| Given exercise |
Reproduce, word for word, the stretch of the listing below from the line containing "point: grassy hillside" through the line containing "column 279, row 359", both of those lines included.

| The input |
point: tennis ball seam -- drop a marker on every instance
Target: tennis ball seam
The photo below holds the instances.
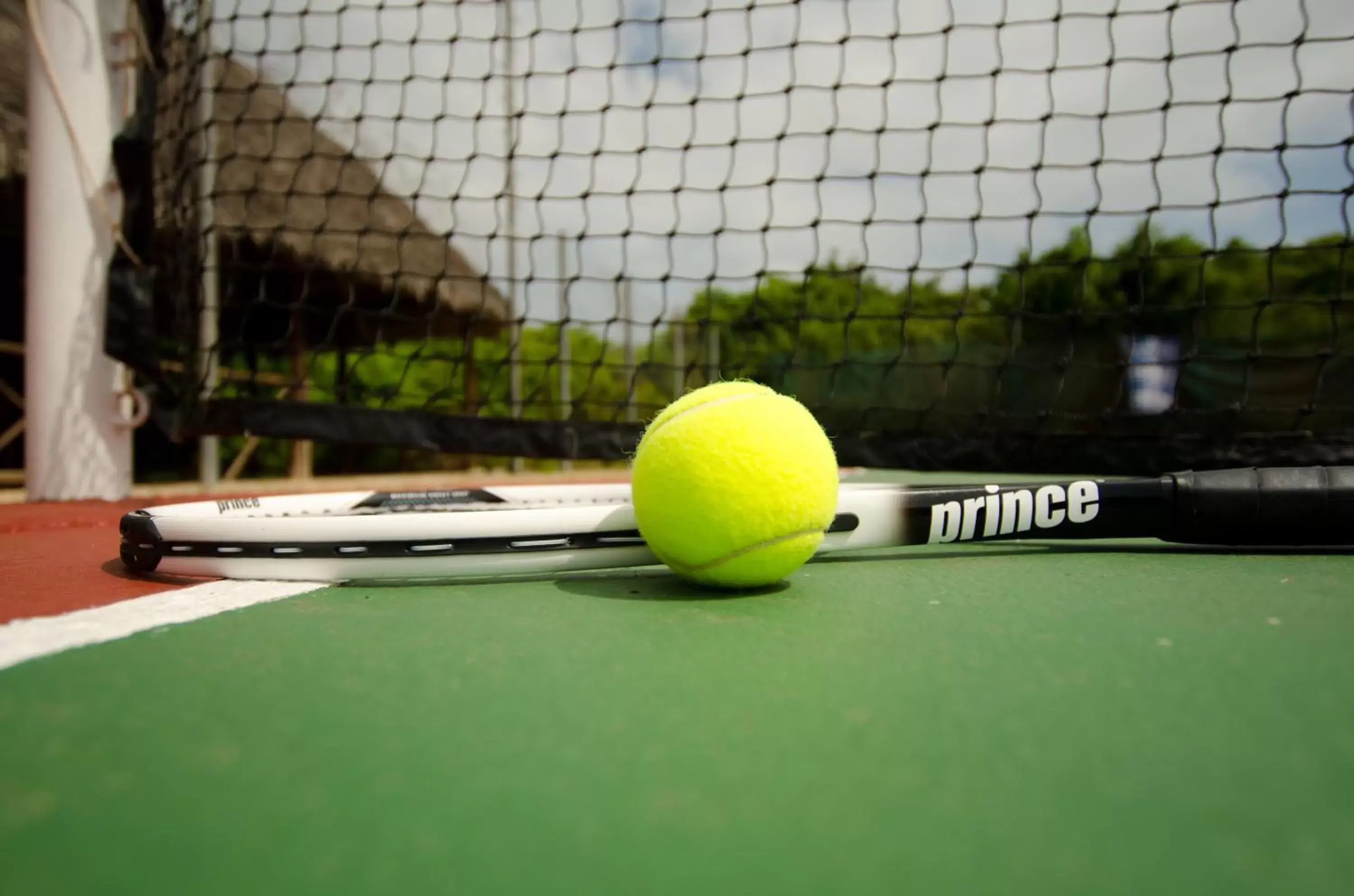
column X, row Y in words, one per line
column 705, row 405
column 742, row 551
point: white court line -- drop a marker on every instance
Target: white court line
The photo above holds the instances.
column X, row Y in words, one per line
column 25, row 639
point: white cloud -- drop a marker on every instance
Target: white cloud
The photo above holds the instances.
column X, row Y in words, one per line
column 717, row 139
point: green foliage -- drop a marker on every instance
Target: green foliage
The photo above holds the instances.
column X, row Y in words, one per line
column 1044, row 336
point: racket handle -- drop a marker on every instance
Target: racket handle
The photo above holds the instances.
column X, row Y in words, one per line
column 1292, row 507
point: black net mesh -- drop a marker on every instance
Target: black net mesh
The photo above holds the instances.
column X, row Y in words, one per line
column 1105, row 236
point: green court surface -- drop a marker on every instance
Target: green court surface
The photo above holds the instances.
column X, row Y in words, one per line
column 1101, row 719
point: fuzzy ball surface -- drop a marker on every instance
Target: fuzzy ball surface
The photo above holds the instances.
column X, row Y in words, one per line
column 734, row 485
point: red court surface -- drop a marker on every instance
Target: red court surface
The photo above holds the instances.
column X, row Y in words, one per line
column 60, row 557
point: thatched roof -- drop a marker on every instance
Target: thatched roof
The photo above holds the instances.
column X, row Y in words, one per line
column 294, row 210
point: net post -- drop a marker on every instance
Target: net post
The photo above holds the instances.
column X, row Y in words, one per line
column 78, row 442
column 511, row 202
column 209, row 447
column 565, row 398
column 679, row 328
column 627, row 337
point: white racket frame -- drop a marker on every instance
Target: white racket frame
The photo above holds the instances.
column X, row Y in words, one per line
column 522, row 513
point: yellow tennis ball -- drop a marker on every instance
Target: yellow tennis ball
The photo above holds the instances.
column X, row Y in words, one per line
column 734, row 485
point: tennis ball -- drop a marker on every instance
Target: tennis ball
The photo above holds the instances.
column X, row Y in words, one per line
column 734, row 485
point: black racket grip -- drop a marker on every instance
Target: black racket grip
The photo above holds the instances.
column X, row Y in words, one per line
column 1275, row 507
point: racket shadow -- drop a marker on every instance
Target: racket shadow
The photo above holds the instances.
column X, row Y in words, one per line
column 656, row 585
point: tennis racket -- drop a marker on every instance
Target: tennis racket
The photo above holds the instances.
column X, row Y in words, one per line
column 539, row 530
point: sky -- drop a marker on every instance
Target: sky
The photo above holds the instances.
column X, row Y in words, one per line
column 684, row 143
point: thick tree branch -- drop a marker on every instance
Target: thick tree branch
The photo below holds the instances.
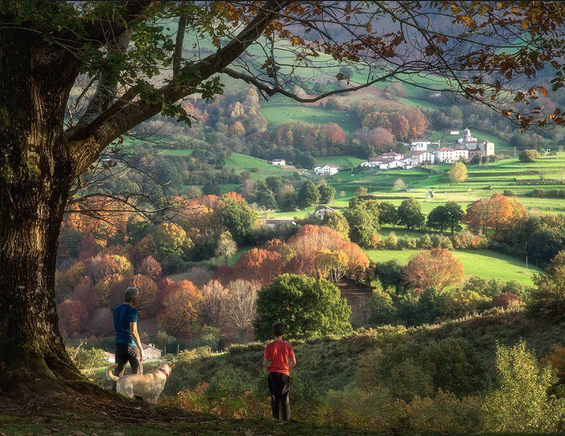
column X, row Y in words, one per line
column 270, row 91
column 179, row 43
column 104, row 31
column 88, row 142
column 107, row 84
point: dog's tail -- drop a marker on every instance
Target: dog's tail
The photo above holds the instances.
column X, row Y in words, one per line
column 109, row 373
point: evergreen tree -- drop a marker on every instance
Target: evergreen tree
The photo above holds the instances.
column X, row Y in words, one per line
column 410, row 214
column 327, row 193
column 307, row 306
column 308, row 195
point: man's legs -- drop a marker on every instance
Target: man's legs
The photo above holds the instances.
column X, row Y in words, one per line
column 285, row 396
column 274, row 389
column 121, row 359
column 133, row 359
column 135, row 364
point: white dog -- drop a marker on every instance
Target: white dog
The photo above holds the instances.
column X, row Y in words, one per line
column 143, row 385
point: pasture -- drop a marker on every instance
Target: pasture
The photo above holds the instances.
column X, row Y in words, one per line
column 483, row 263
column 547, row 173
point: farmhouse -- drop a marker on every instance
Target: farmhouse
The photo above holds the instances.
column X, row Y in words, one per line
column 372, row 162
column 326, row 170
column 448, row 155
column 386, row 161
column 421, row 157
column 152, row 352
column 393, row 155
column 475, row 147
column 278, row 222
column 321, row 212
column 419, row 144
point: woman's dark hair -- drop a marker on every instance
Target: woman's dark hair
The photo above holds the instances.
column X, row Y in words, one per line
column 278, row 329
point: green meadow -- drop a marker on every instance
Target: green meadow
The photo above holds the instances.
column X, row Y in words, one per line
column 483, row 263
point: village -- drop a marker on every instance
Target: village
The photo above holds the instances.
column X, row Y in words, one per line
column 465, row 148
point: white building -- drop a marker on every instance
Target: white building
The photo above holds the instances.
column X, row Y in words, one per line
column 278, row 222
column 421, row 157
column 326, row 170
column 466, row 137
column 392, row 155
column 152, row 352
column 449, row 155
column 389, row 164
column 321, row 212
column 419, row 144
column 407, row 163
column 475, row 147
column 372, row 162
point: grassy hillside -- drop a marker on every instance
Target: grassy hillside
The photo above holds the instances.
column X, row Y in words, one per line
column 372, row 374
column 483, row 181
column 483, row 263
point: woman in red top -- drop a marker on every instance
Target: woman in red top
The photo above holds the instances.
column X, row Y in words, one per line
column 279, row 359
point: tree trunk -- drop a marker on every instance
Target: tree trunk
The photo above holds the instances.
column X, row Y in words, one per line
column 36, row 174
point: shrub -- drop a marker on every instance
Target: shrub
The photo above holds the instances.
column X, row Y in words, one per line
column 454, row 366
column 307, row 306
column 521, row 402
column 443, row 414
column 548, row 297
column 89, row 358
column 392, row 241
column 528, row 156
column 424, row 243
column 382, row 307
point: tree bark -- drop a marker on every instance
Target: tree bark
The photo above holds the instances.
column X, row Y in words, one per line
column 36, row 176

...

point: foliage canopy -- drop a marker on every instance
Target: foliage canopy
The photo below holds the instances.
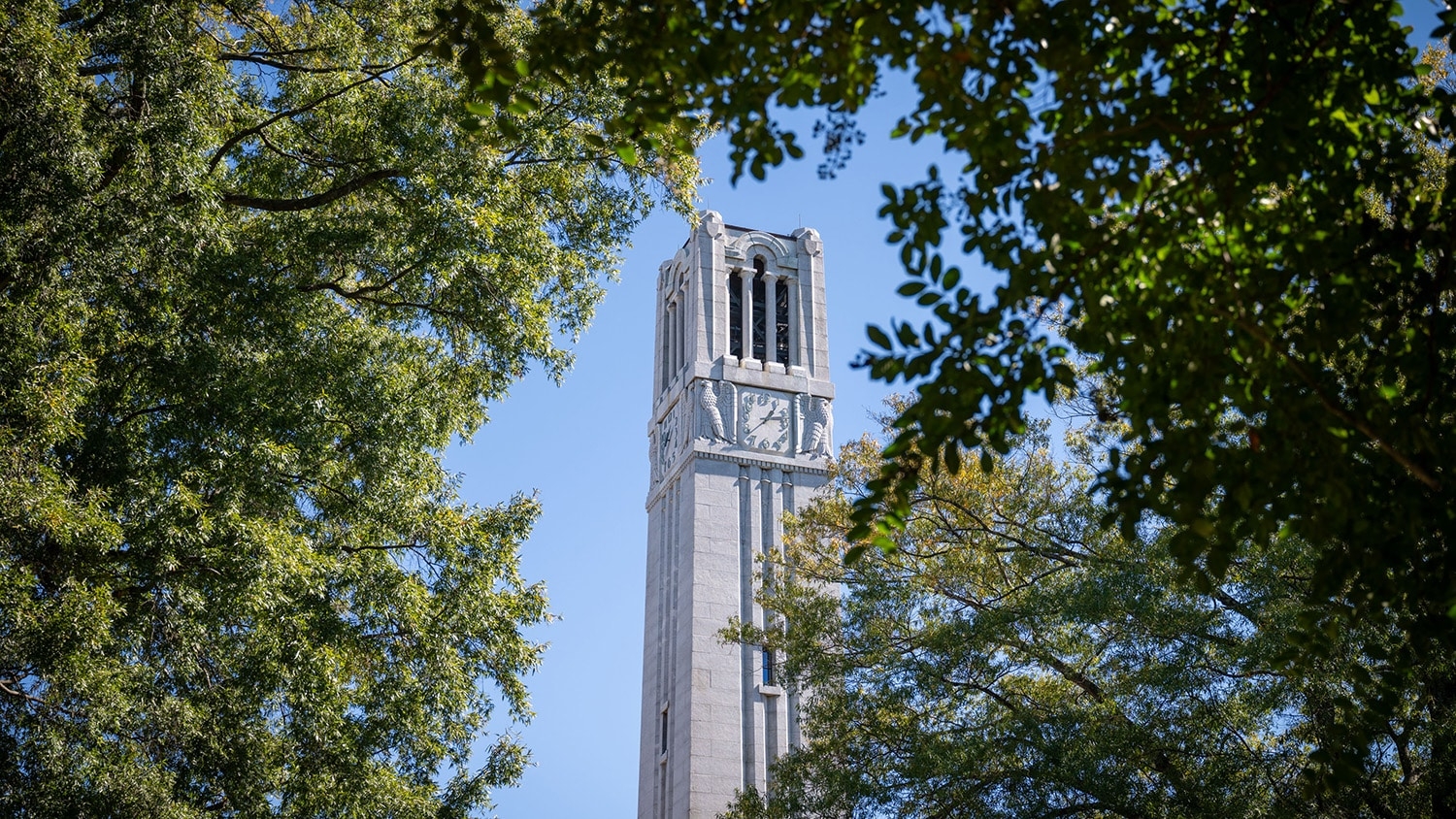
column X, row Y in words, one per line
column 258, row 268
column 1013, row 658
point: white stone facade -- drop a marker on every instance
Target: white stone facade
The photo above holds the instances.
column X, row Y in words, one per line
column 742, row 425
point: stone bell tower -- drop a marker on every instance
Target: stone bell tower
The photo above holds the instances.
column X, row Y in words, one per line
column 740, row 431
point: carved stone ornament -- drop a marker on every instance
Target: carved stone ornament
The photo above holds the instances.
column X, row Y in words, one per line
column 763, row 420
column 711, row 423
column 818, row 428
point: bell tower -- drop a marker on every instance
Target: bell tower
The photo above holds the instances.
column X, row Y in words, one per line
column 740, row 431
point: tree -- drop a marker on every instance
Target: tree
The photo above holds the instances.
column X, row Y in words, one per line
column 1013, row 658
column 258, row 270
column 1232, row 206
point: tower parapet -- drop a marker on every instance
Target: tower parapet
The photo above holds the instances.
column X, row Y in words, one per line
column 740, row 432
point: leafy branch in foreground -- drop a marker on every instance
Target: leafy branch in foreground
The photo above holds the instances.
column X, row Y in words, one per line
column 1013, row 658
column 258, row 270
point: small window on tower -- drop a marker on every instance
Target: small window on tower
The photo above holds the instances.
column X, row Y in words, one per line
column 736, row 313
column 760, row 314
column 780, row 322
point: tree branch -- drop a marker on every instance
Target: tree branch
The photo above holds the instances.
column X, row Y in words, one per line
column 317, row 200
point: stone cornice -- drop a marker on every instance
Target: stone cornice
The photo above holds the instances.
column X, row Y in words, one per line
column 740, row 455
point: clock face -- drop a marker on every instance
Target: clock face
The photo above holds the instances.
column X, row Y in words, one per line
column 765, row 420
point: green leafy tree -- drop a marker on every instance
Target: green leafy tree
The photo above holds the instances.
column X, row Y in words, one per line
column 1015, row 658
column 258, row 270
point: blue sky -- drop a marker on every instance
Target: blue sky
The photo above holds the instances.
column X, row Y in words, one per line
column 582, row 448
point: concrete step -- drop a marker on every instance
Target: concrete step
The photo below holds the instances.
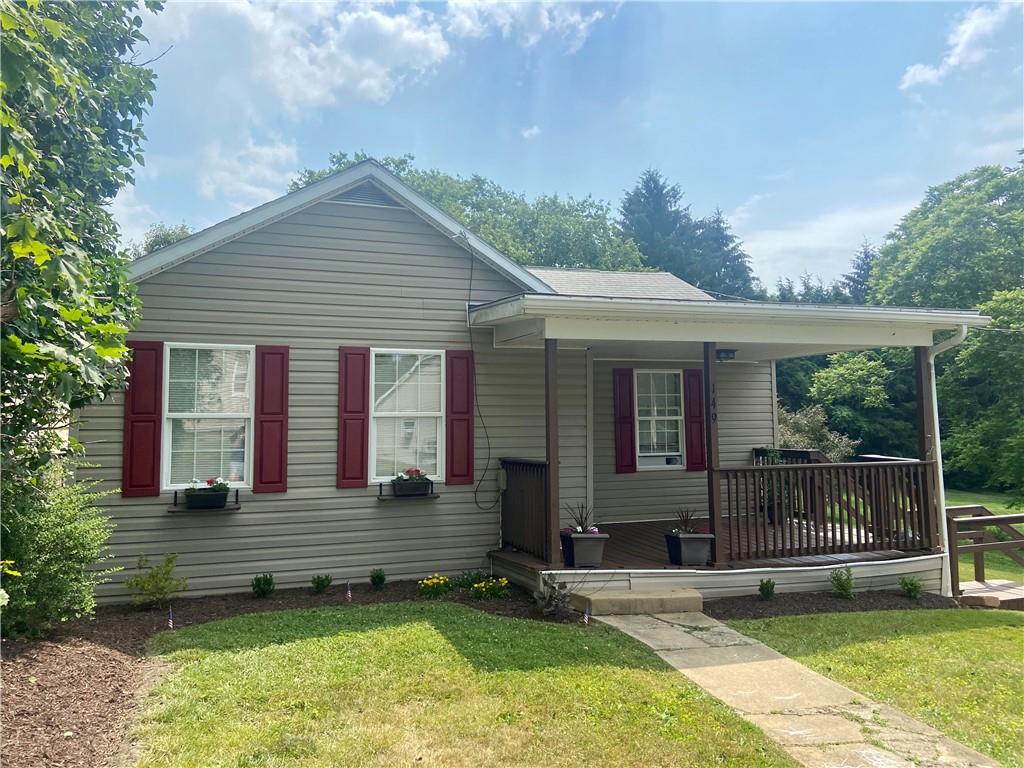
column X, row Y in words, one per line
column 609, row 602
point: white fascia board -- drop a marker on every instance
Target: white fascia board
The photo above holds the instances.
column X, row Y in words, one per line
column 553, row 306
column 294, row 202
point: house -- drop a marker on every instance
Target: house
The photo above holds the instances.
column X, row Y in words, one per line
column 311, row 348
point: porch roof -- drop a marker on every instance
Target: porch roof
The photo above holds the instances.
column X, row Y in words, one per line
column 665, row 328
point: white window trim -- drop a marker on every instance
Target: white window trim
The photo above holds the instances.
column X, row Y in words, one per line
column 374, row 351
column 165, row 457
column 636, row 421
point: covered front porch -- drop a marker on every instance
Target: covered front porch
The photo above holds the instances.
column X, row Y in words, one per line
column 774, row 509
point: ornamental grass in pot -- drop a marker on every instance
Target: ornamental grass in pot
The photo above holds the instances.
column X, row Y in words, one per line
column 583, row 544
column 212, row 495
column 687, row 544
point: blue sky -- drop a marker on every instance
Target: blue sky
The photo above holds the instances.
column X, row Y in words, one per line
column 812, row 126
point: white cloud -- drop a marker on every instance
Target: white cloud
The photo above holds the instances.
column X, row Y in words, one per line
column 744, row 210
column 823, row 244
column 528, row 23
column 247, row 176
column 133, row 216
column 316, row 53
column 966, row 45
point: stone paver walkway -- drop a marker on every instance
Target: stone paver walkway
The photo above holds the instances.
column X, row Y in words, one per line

| Correct result |
point: grassy hillside -- drop a marker on every instance
Target: grassy hillside
The photo above holds the instances.
column X, row Y in words, one per line
column 372, row 374
column 483, row 181
column 483, row 263
point: woman in red top -- drop a marker on every instance
Target: woman in red top
The photo above holds the instances.
column X, row Y in words, one per line
column 279, row 359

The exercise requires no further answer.